:: Text excerpt ::
◆ ◆ ◆

Louis Armstrong Center Opening
New York State Speaker Pro Tempe and Assemblyman Jeffrion Aubry escorted out in a stretcher with a head wound after being pushed to the ground by a man running from the police during the opening of the Louis Armstrong Center in Corona on Thursday, June 29, 2023.
Photo by Paul Frangipane

One of the borough’s elder statesmen was injured Thursday morning during the long-awaited opening of the Louis Armstrong Center in North Corona.

Assemblyman Jeffrion Aubry, 75, had just completed his opening remarks and stepped away from the microphone when an alleged car thief ran into him as he attempted to flee on foot from police. Aubry, 75, who has been one of the state’s foremost criminal justice reformers during his three decades in Albany, fell to the ground striking his head, as elected officials and paramedics rushed to his side.

The NYPD had cordoned 107th Street in front of the Louis Armstrong House Museum in North Corona. The event went from a high-energy, joyous environment with live musical performances to near-panic and confusion when the 23-year-old driver of a stolen silver Honda Civic with Pennsylvania plates drove past the police barricade and jumped the sidewalk near the new center.

People gather for the opening of the Louis Armstrong Center in Corona on Thursday, June 29, 2023.Photo by Paul Frangipane

The suspect jumped out of the vehicle and attempted to elude the officers who were pursuing him. The man then collided with Aubry, who appeared to be momentarily unconscious, and was chased by cops who arrested him a short while later a few blocks away.

EMT’s from Flushing Medical Center, who had an ambulance on site, quickly wrapped Aubry’s bleeding head and brought him through the crowd on a stretcher. He waved to the gathering of more than 200, and was transported to Elmhurst Hospital Center where he was treated for a laceration to his head and released a short while later.

◆ ◆ ◆

:: Information supplied ::

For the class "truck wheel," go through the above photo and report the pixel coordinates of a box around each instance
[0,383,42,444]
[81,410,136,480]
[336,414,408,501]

◆ ◆ ◆

:: Questions on the material ::
a. In the article on the Louis Armstrong Center opening, why did the event shift from a joyous atmosphere to near-panic and confusion?
b. According to the article on the Louis Armstrong Center opening, where was Aubry taken for treatment, and for what injury?

:: Answers to the problems ::
a. The 23-year-old driver of a stolen silver Honda Civic with Pennsylvania plates drove past the police barricade on 107th Street and jumped the sidewalk near the new center. He then jumped out of the vehicle and fled on foot from pursuing officers, colliding with Assemblyman Jeffrion Aubry.

b. He was taken to Elmhurst Hospital Center and treated for a laceration to his head.